Trecho selecionado:
•••••

Fachada da Igreja de Nossa Senhora do Rosário dos Pretos Fachada da Igreja de Nossa Senhora do Rosário dos Pretos no Pelourinho
FOTO: Karoline Moreira

RITO:
Séculos de devoção e resistência

por Antonio Muniz, Camila Freitas, Dandara Amorim, Karoline Moreira e Mariana Sebastião

Vestida com um conjunto de calça e blusa coloridos, os colares favoritos no pescoço e o olhar ainda de encantamento pela missa que acabara de assistir, dona Valmira Passos, sentada em uma cadeira branca de plástico, ansiosa à espera do início da distribuição do caruru no quintal da Igreja de Nossa Senhora do Rosário dos Homens Pretos, diz que aquele lugar é especial: "Toda terça e todo domingo eu tô aqui, faça chuva ou faça sol. Não tem tempo ruim pra mim e aqui eu me sinto em casa".

A aposentada, com seus mais de 80 anos, frequenta a Igreja de Nossa Senhora do Rosário, localizada no Largo do Pelourinho, há mais de duas décadas. Tudo começou quando sua filha mais nova estava no colégio e passou mal. “Ela fez um negócio lá, não pegou em mim, pra ficar maluca, pegou nessa criança, na minha filha. Labutei. ”, relembra ao falar sobre o que chama de “feitiçaria” que uma vizinha invejosa teria feito para lhe causar algum mal. Após passar por diversos hospitais em Salvador, o problema da jovem não era resolvido e sua saúde não melhorava.

Um dia, voltando para casa aos prantos, após visitar sua filha, dona Valmira Passos, desnorteada, entrou em uma padaria no final de linha de Pernambués e comprou um saco de pão. Sem saber ainda ao certo o que estava fazendo, pegou um ônibus, desceu no ponto próximo ao Pelourinho e foi até a Igreja do Rosário dos Pretos: “Entrei, fiquei aqui, sem saber o que ia fazer”. Uma senhora, que estava em frente ao templo religioso, disse para ela entrar, abrir o saco do pão, mostrar a Santo Antônio de Cartegeró e pedir para conceder a graça que precisava. Sem pensar duas vezes, a mãe desesperada seguiu a sugestão. Diante da imagem do santo, fez uma oração e uma promessa de que, se sua herdeira fosse curada, ela iria à missa toda terça-feira.

•••••

Entradas exibidas:
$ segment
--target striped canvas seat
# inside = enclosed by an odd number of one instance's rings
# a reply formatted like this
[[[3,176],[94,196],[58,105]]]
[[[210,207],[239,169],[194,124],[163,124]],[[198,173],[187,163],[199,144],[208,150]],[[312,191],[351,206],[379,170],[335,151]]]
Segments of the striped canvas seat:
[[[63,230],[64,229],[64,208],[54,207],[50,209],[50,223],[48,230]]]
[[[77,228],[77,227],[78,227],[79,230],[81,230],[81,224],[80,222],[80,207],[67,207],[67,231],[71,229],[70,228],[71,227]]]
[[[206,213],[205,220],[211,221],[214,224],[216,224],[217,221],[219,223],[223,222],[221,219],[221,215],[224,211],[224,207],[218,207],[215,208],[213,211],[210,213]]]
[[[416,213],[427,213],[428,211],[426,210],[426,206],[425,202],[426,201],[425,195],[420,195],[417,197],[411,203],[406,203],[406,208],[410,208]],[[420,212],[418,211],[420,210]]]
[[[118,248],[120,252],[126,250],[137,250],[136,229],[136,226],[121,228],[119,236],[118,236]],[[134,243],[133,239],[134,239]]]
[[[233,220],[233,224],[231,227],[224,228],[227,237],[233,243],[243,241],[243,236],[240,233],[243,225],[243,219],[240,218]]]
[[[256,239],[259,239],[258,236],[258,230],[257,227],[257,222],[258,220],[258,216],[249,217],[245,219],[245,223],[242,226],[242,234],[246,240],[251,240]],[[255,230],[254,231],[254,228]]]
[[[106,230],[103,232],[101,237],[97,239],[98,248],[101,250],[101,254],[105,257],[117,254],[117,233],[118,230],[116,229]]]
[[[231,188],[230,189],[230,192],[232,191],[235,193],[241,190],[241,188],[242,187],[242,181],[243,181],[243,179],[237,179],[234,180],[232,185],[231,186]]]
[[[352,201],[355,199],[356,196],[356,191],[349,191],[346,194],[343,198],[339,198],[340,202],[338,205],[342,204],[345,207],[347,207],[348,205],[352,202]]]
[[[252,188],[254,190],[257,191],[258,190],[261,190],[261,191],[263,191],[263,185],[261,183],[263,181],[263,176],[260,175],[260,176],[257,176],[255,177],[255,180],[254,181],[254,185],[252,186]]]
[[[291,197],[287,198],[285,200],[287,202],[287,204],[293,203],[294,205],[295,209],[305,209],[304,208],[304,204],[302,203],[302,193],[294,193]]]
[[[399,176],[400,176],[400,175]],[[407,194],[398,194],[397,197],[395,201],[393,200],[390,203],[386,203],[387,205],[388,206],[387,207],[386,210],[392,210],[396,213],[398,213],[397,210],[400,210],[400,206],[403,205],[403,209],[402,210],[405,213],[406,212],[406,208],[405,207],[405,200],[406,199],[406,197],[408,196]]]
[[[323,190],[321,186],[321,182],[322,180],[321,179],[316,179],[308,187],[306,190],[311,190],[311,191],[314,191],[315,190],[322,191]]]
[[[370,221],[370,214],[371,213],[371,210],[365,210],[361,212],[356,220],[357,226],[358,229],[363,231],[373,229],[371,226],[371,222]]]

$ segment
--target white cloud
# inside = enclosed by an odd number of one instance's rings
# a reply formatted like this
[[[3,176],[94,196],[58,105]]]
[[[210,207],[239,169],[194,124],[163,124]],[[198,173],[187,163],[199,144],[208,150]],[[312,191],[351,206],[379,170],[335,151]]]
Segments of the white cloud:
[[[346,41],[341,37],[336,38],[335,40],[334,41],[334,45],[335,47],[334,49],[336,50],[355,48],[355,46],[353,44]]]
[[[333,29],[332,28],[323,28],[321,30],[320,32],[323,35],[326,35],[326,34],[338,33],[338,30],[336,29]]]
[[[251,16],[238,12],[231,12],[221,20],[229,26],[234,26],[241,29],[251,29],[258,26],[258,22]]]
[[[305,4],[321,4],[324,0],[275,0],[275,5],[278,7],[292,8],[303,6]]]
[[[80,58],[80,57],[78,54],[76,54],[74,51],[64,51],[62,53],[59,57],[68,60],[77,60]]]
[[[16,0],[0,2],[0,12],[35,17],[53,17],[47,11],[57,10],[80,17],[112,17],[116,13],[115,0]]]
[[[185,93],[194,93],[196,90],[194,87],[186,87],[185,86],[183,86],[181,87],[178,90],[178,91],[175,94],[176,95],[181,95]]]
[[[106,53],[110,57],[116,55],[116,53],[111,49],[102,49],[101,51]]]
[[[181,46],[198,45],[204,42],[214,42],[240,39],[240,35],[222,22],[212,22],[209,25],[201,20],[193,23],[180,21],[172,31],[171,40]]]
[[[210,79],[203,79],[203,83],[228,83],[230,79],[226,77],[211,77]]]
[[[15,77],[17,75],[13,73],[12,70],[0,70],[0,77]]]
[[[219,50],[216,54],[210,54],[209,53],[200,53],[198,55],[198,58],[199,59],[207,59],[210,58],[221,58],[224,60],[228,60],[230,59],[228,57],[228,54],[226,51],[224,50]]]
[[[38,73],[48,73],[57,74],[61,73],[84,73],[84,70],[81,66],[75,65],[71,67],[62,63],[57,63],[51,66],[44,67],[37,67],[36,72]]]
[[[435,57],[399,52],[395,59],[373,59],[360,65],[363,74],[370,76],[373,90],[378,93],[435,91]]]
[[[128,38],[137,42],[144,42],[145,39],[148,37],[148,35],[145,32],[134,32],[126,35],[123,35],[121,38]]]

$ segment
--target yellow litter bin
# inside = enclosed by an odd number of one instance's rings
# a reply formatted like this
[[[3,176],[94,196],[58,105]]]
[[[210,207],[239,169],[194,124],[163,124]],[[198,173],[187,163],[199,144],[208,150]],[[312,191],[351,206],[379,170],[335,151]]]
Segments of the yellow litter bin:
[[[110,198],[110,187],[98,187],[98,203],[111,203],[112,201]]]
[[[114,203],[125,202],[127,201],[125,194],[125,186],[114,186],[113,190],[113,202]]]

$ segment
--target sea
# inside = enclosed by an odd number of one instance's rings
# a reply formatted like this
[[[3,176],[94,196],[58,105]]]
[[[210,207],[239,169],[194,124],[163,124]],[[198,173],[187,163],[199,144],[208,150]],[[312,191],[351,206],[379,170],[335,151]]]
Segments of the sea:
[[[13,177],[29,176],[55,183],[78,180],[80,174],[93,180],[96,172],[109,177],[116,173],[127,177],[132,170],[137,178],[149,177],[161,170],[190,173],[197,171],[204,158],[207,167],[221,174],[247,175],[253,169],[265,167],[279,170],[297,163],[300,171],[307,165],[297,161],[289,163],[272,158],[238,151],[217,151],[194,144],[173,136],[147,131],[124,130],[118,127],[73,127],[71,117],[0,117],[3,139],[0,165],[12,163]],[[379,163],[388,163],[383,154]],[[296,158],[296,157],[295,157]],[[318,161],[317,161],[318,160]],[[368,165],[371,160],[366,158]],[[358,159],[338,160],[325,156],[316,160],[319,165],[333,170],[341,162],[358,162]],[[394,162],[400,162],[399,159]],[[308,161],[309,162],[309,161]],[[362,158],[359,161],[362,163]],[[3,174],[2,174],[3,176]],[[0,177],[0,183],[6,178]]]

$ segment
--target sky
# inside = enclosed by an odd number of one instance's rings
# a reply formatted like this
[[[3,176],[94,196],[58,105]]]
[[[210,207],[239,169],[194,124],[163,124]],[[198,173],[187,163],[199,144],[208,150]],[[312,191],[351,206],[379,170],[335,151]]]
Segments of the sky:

•••••

Lista de tarefas:
1. Responda com base no trecho selecionado:
(a) Em quais dias da semana dona Valmira Passos diz estar na igreja?
(b) Há quanto tempo ela frequenta a Igreja de Nossa Senhora do Rosário?
(c) Onde ela comprou o saco de pão?
2. Copie sem alterações a parte do trecho selecionado que vai de "A aposentada, com" até "saúde não melhorava.".

Resultados das tarefas:
1.
(a) Toda terça e todo domingo.
(b) Há mais de duas décadas.
(c) Em uma padaria no final de linha de Pernambués.

2.
A aposentada, com seus mais de 80 anos, frequenta a Igreja de Nossa Senhora do Rosário, localizada no Largo do Pelourinho, há mais de duas décadas. Tudo começou quando sua filha mais nova estava no colégio e passou mal. “Ela fez um negócio lá, não pegou em mim, pra ficar maluca, pegou nessa criança, na minha filha. Labutei. ”, relembra ao falar sobre o que chama de “feitiçaria” que uma vizinha invejosa teria feito para lhe causar algum mal. Após passar por diversos hospitais em Salvador, o problema da jovem não era resolvido e sua saúde não melhorava.